Friday, February 16, 2007

Missions in the Country: Not what it Used to Be!

Over the past decade, the church has witnessed an increasing emphasis on urban ministry, and rightly so! Demographic studies reveal that masses of people are now moving back into our nation’s largest cities. In addition, the phenomenon known as “globalization,” the growing affinity that world class cities have with each other that makes New York City culturally more like Bejing that neighboring New York state suburbs, makes apparent the necessity of strategically targeting the city. Missiologists are correct when they say that if we can reach the cities, we will eventually reach the world!

But can we reach the cities by urban evangelism alone? While a cursory glance at the demographic landscape might suggest an affirmative answer, a deeper look at what is happening in the countrysides of North America puts to bed the notion that our rural and town and country churches have no place in reaching the world with the Gospel of Christ.

In my capacity at the Mid-Maryland Baptist Association, I am witnessing these happenings first hand. Our association is comprised of 56 churches and church plants. Of that number, 19 are located in rural or town and country areas where rolling fields, silos and farms still outnumber tall buildings and bustling highways. Still, these areas have experienced much more change over the past several years than is immediately apparent, most of which has been caused by new residents who have moved into these areas. Want to take a guess where most of these new residents work? If you guessed the city, you guessed correctly! If we reach the cities, we reach the world. At the same time, reaching the city means reaching those who work there. Bottom line: Our rural churches are just as crucial as our suburban and urban churches are when it comes to reaching the city!

● **Requirements**
[a] According to the blog post on country missions, how many of the Mid-Maryland Baptist Association's churches and church plants are in rural or town and country areas?
[b] Carry the blog post on country missions forward from its last sentence.
The listing is separate material and has nothing to do with the blog post on country missions.

● **Stored records**

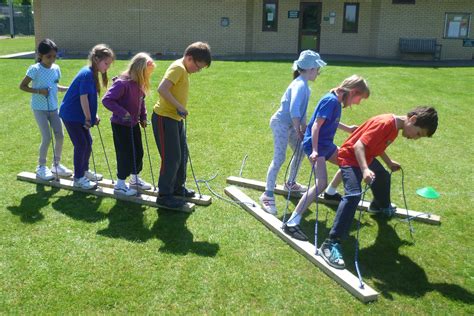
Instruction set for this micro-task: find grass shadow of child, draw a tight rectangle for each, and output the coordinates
[7,184,59,224]
[151,209,219,257]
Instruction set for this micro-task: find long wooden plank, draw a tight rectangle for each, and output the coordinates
[227,176,441,225]
[99,179,212,206]
[17,172,195,213]
[225,186,379,302]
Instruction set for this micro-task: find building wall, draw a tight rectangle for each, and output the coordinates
[34,0,474,59]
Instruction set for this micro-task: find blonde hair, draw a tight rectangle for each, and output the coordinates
[331,75,370,103]
[89,44,115,93]
[122,53,153,94]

● **Responses**
[a] 19

[b]
Regrettably, the appropriate focus of church growth literature on urban and suburban areas has resulted in town and country churches being largely neglected. Adding to this difficulty is the fact that most of our rural churches were started when the area around them was . . . .well, rural! Although the landscape still looks the same, the mindset of rural residents has changed dramatically over the past several years. Marty Giese, who has pastored churches in rural areas for over three decades, even suggests that the term “rural” may in fact be misleading. While it may still accurately reflect the geographic surroundings, it no longer describes the worldview and culture of many who now live there. As an alternative to the terms “rural” and “urban,” Giese suggests the use of the terms “agrarian” and “cosmopolitan.” Such terms can be used to accurately describe the mindset of the different kinds of people who now live in the country.

One real-life example of these differing mindsets would be my own home. I live in northwestern Howard Country Maryland, an area referred to by locals as “Western County.” Having grown up in a rural area, I am taking full advantage of living in an area that is largely still zoned for farming. I own chickens and my neighbors own horses. But while the area where we live is still rural, few of us now living in that area are “agrarian.” My next-door neighbor is a contractor for the Defense Department, specializing in anti-terrorism. Simply put, he doesn’t think like a farmer. While he lives in the country, his worldview is very cosmopolitan.

Another solemn reminder of this cultural clash comes by observing the influx into the countryside of the kind of societal ills that once only plagued the cities. Domestic violence, drug abuse, and a host of other “urban” problems are now just as prominent in our rural areas, and I have heard many of our pastors who minister in these areas testify to this fact.

The question then is how Pastors of churches in these changing rural environments can empower their congregations to more effectively reach the changing communities around them. Ephesians tells us that the pastor’s calling is to “equip” his people to minister effectively in their context. This calling, coupled with the above-described reality means that pastors in rural areas now bear an especially weighty responsibility! They must serve as a “cultural interpreter” between their congregation and the community. They require the capacity to lead their churches through the changes necessary to be effective, and they must be able to mobilize their people for outreach in this new context.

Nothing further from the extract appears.